◆ WRITTEN REQUEST 1: Reproduce the passage of the budget article from "Minister of Finance" up to and including "on the books.".
◆ WRITTEN REQUEST 2: In the budget article, how large an investment does the tax office project require?
◆ WRITTEN REQUEST 3: Extend the article on St. Maarten's draft 2019 budget, picking up after its final sentence.

Start READING PASSAGE

Published On: Wed, Mar 13th, 2019

Draft 2019 budget closes with 67.2 million deficit

Minister of Finance Perry Geerlings - 12 Mar 2019

PHILIPSBURG — The draft 2019 budget closes with a deficit of 67.2 million guilders. The government projects 478.8 million in expenditures this year and 411.6 million guilders in revenue. According to the elucidation with the budget, Finance Minister Perry Geerlings expects that budget deficits over the years 2017 to 2020 will amount to 250 to 275 million guilders, while there are still 64 million in deficits on the books over previous years. “From 2021 St. Maarten will have to deal for ten years with annual deficit compensation of 30 million guilders a year.”

The capital investment budget for 2019 is 132.3 million; the government has extended loans to the tune of 5.2 million guilders while there is 40 million in borrowed funds on the books.

If the parliament approves the budget it authorizes the finance minister to borrow 126.5 million guilders to cover the government’s operational expenses, to borrow up to 40 million – and if need be 63.9 million – for “the priority projects Tax Inspectorate and Financial Management.” Furthermore the approval authorizes the finance minister to conduct all legal actions related to the $100 million in grants and loans from the World Bank and the European Investment Bank for the airport.

The government says in the elucidation that execution of the National Recovery and Resilience Plan (NRRP) requires 4.2 billion guilders but that there is currently only 2 billion available from the trust fund and expected insurance payouts. “St. Maarten has to set priorities and look for additional financing.”

The draft budget is “poor in new policy;” the main focus is on a complete overhaul of the Tax Inspectorate and the improvement of financial management. The tax office project requires a 60 million guilders investment. Twenty million is for the replacement of obsolete IT-systems, 10 million for arrears and 30 million for the construction of a new building.

End READING PASSAGE
Start ENTRIES PROVIDED

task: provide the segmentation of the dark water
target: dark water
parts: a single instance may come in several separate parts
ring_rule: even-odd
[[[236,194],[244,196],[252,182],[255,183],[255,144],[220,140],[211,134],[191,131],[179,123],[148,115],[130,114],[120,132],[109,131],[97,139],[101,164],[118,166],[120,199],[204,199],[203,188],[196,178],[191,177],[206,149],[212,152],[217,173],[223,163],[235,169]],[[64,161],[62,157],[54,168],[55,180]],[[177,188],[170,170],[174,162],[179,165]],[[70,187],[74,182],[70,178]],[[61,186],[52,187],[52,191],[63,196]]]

End ENTRIES PROVIDED

◆ REPLY 1:
Minister of Finance Perry Geerlings - 12 Mar 2019

PHILIPSBURG — The draft 2019 budget closes with a deficit of 67.2 million guilders. The government projects 478.8 million in expenditures this year and 411.6 million guilders in revenue. According to the elucidation with the budget, Finance Minister Perry Geerlings expects that budget deficits over the years 2017 to 2020 will amount to 250 to 275 million guilders, while there are still 64 million in deficits on the books over previous years. “From 2021 St. Maarten will have to deal for ten years with annual deficit compensation of 30 million guilders a year.”

The capital investment budget for 2019 is 132.3 million; the government has extended loans to the tune of 5.2 million guilders while there is 40 million in borrowed funds on the books.

◆ REPLY 2: 60 million guilders.

◆ REPLY 3:
According to unidentified experts quoted in the elucidation, the average tax revenue – currently around 19.5 percent of gross domestic product (GDP) – should over time increase by 3 percent due to increased tax compliance, thus generating an additional 50 million guilders in revenue.

Based on a recovering economy, increased tax compliance and measures to increase revenue and to cut costs, the government expects to increase revenue from 19.5 to 27.6 percent of GDP by 2022.

While the budget will still show a deficit in 2019 (67.2 million) and 2020 (10.9 million), the government plans should lead to structural surpluses starting in 2021 (41.6 million) and 2022 (65.8 million).

The government expects to achieve these objectives by increasing revenue and keeping expenditures under control. Bases on the numbers presented in the draft budget, revenue is projected to increase by 33.9 percent to slightly over 551 million by 2022, while over the same period expenditures are projected to increase by just 13.4 percent to 485.2 million guilders.

For the current budget year the government expects to bring in 3 million more in revenue and to decrease expenditures by 2.5 million.

That additional revenue is not going to come from measures that will affect ordinary citizens. “The population cannot be affected in an unreasonable way; we prefer to target tax payers who do not play by the rules.”

Starting in 2020, the government wants to force each ministry to cut their expenditures each year by 1.5 percent. This means for example for the ministry with the largest budget – Education, Culture, Youth and Sport – that it will have to find ways to bring its 123.4 million current budget down by more than 1,851,000 guilders next year.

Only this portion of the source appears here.